Print the entries below word for word; the pictures stay out of your copy.
EXERCISE INPUTS section start
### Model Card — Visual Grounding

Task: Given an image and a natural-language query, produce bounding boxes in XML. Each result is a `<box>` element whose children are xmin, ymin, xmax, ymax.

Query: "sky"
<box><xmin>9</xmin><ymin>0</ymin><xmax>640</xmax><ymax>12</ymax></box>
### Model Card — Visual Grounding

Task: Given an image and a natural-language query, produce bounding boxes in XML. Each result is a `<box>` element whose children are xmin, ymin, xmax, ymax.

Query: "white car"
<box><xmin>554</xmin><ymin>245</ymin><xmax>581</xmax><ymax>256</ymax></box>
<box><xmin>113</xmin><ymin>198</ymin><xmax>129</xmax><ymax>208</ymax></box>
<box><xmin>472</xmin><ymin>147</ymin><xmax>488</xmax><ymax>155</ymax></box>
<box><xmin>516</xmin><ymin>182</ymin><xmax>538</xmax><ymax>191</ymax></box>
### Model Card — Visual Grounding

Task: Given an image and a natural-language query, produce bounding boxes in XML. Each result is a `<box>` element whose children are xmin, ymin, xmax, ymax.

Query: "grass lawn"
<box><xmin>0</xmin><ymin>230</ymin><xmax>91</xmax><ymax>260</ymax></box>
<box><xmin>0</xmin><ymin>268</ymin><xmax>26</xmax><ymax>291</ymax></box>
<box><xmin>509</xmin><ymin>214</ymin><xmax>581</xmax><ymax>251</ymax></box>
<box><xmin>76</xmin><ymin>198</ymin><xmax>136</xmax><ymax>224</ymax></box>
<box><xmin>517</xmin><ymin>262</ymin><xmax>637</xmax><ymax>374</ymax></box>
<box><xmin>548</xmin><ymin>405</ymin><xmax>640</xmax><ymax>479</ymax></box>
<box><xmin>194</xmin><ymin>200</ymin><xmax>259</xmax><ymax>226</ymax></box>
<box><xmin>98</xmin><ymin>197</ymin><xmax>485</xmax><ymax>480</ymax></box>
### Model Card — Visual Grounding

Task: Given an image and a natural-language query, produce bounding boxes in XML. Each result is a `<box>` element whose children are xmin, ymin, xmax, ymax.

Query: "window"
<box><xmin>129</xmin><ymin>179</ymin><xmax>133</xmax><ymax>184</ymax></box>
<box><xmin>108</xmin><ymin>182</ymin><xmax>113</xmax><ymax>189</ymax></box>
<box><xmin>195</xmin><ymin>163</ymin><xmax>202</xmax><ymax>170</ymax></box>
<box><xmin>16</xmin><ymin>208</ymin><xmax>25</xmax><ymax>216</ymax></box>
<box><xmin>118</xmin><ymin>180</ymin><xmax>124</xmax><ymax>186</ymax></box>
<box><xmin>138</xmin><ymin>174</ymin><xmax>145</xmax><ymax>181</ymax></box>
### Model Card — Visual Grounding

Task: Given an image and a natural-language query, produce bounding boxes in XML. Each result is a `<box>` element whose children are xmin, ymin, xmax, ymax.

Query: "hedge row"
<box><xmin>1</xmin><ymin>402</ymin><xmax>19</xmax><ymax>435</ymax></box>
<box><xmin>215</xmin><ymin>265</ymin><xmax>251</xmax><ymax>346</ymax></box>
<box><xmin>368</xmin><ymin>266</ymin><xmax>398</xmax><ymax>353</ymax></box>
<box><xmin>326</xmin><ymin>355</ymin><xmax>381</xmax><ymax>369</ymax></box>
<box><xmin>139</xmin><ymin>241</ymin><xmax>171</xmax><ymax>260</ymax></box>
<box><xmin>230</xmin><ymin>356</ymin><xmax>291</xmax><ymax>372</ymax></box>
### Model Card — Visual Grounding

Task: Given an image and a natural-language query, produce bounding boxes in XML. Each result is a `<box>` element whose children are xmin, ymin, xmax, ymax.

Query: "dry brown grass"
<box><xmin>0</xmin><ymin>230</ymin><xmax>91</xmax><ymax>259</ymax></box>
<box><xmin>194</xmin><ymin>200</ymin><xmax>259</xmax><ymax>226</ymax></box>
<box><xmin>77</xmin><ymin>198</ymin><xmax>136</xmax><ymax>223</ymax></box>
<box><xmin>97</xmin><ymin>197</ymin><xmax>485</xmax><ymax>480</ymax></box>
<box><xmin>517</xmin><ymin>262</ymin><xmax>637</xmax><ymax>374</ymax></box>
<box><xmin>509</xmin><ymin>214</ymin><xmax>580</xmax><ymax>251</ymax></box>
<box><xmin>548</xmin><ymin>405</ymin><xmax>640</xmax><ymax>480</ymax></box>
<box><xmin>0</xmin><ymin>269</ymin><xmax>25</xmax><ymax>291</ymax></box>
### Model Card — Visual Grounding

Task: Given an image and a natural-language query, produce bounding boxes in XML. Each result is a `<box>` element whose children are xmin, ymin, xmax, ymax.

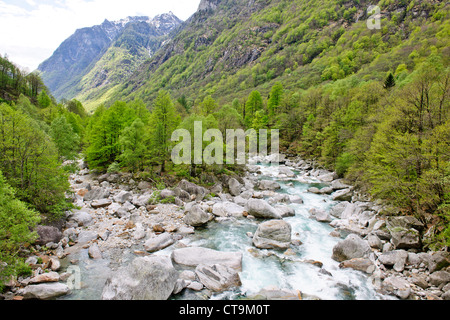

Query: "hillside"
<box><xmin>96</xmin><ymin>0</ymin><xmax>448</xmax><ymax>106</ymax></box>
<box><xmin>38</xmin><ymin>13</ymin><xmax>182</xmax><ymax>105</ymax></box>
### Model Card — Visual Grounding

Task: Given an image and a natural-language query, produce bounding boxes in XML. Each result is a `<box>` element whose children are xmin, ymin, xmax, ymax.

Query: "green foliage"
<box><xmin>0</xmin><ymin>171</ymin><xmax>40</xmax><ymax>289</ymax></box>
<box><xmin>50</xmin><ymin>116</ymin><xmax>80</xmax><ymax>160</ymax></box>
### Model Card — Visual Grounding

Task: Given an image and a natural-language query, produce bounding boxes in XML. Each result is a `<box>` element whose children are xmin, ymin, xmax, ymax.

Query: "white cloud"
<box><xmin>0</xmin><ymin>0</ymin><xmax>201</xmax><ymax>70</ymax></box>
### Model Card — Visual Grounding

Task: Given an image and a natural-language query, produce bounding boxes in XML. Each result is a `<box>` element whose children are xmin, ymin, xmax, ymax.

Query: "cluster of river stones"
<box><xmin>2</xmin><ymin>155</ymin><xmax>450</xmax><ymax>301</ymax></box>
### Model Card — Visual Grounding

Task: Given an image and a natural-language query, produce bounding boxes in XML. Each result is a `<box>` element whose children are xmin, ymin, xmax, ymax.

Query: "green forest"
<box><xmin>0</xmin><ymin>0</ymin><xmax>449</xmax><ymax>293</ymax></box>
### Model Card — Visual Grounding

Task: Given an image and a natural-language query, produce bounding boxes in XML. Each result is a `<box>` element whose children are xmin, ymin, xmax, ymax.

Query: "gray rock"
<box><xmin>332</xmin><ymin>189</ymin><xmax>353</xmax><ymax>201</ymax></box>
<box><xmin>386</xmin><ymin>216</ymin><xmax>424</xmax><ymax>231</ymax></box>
EXERCISE INPUTS section end
* _ANSWER TO THE PROBLEM_:
### Model Card — Visual Grounding

Task: Given an image and a natural-language query, produce bounding boxes in XML. Each result is a `<box>` element whose children are xmin, ymin, xmax, ymax.

Query: "sky"
<box><xmin>9</xmin><ymin>0</ymin><xmax>640</xmax><ymax>12</ymax></box>
### Model Card — Visual Grounding

Task: Given an image and a natural-language query, produce bounding boxes in XML. Each result is a `<box>` element whose children are xmin, ymin, xmax, ymax.

Query: "white car"
<box><xmin>554</xmin><ymin>245</ymin><xmax>581</xmax><ymax>256</ymax></box>
<box><xmin>113</xmin><ymin>198</ymin><xmax>129</xmax><ymax>208</ymax></box>
<box><xmin>472</xmin><ymin>147</ymin><xmax>488</xmax><ymax>155</ymax></box>
<box><xmin>516</xmin><ymin>182</ymin><xmax>538</xmax><ymax>191</ymax></box>
### Model Card — Visual Grounding

Task: Given an image and a natural-language query, produce bounding boxes in XML. Each result is a `<box>` element whose children are xmin, ymin, xmax, ymax.

Query: "grass lawn"
<box><xmin>0</xmin><ymin>230</ymin><xmax>91</xmax><ymax>260</ymax></box>
<box><xmin>0</xmin><ymin>268</ymin><xmax>26</xmax><ymax>291</ymax></box>
<box><xmin>509</xmin><ymin>214</ymin><xmax>581</xmax><ymax>251</ymax></box>
<box><xmin>76</xmin><ymin>198</ymin><xmax>136</xmax><ymax>224</ymax></box>
<box><xmin>517</xmin><ymin>262</ymin><xmax>637</xmax><ymax>374</ymax></box>
<box><xmin>548</xmin><ymin>405</ymin><xmax>640</xmax><ymax>479</ymax></box>
<box><xmin>194</xmin><ymin>200</ymin><xmax>259</xmax><ymax>226</ymax></box>
<box><xmin>98</xmin><ymin>197</ymin><xmax>485</xmax><ymax>480</ymax></box>
### Model Card — Visual Grounding

Task: Given an image and a natural-language query, produce bounding boxes in XML. Each result is a `<box>` element whose children are xmin, ymin, xmax, ymax.

Query: "window"
<box><xmin>129</xmin><ymin>179</ymin><xmax>133</xmax><ymax>184</ymax></box>
<box><xmin>108</xmin><ymin>182</ymin><xmax>113</xmax><ymax>189</ymax></box>
<box><xmin>195</xmin><ymin>163</ymin><xmax>202</xmax><ymax>170</ymax></box>
<box><xmin>16</xmin><ymin>208</ymin><xmax>25</xmax><ymax>216</ymax></box>
<box><xmin>118</xmin><ymin>180</ymin><xmax>124</xmax><ymax>186</ymax></box>
<box><xmin>138</xmin><ymin>174</ymin><xmax>145</xmax><ymax>181</ymax></box>
### Model Card — Visual Grounding

Task: Given an image and a natural-language query, produce bounding boxes in XML. Each result is a `<box>` element whose children are xmin, ymin, xmax, ymax.

Query: "hedge row"
<box><xmin>1</xmin><ymin>402</ymin><xmax>19</xmax><ymax>435</ymax></box>
<box><xmin>215</xmin><ymin>265</ymin><xmax>251</xmax><ymax>346</ymax></box>
<box><xmin>368</xmin><ymin>266</ymin><xmax>398</xmax><ymax>353</ymax></box>
<box><xmin>326</xmin><ymin>355</ymin><xmax>381</xmax><ymax>369</ymax></box>
<box><xmin>139</xmin><ymin>241</ymin><xmax>171</xmax><ymax>260</ymax></box>
<box><xmin>230</xmin><ymin>356</ymin><xmax>291</xmax><ymax>372</ymax></box>
### Model Card — Visual Grounding

Task: Given an image and a natural-language query, produce bounding boxes in XML. Each result is a `<box>` element whose children are xmin, ymin, xmax, ymax.

Query: "dry brown grass"
<box><xmin>0</xmin><ymin>230</ymin><xmax>91</xmax><ymax>259</ymax></box>
<box><xmin>194</xmin><ymin>200</ymin><xmax>259</xmax><ymax>226</ymax></box>
<box><xmin>77</xmin><ymin>198</ymin><xmax>136</xmax><ymax>223</ymax></box>
<box><xmin>97</xmin><ymin>197</ymin><xmax>485</xmax><ymax>480</ymax></box>
<box><xmin>517</xmin><ymin>262</ymin><xmax>637</xmax><ymax>374</ymax></box>
<box><xmin>509</xmin><ymin>214</ymin><xmax>580</xmax><ymax>251</ymax></box>
<box><xmin>548</xmin><ymin>405</ymin><xmax>640</xmax><ymax>480</ymax></box>
<box><xmin>0</xmin><ymin>269</ymin><xmax>25</xmax><ymax>291</ymax></box>
### Model Card — Visual Grounding

Task: Given an image and a natural-language query, produce bounding boxes in XML. Each result is a `<box>` element whose children are xmin, ymin, xmax, ymax.


Query: "hillside"
<box><xmin>96</xmin><ymin>0</ymin><xmax>448</xmax><ymax>106</ymax></box>
<box><xmin>38</xmin><ymin>13</ymin><xmax>182</xmax><ymax>105</ymax></box>
### Model Card — Visual Grounding

Task: Given an image and a natural-language query, produce bounding boxes in XML. Each result is a `<box>` element whose children are xmin, ymin, xmax, ymax.

Query: "green foliage"
<box><xmin>0</xmin><ymin>171</ymin><xmax>40</xmax><ymax>289</ymax></box>
<box><xmin>50</xmin><ymin>116</ymin><xmax>80</xmax><ymax>160</ymax></box>
### Model Card — Visual Grounding

Task: Given an image and a natural-language query, produce bounding boxes in XML. Each result is a `<box>` element whose children are xmin, ymin, xmax, ymax.

Query: "white cloud"
<box><xmin>0</xmin><ymin>0</ymin><xmax>201</xmax><ymax>70</ymax></box>
### Model Card — Visual Grounding

Task: Given an image and a natural-language query, produce bounding boxes in XML. Each result is a `<box>` element whose children are xmin, ymin, xmax, ymax.

Query: "cluster of river stones"
<box><xmin>2</xmin><ymin>155</ymin><xmax>450</xmax><ymax>301</ymax></box>
### Model Card — Visual Grounding

Task: Given an image and a natural-language query, produce bounding boxes in XML. Each result is a `<box>` element whose children are xmin, ymin, xmax, ymax.

Query: "green forest"
<box><xmin>0</xmin><ymin>0</ymin><xmax>449</xmax><ymax>293</ymax></box>
### Model Card — Visual Grounding

Task: Given an image and a natural-language query, produce bounding boxes in XML. Each result is a `<box>` element whose children are xmin, ymin, xmax, ymax.

Query: "gray rock"
<box><xmin>332</xmin><ymin>189</ymin><xmax>353</xmax><ymax>201</ymax></box>
<box><xmin>386</xmin><ymin>216</ymin><xmax>424</xmax><ymax>231</ymax></box>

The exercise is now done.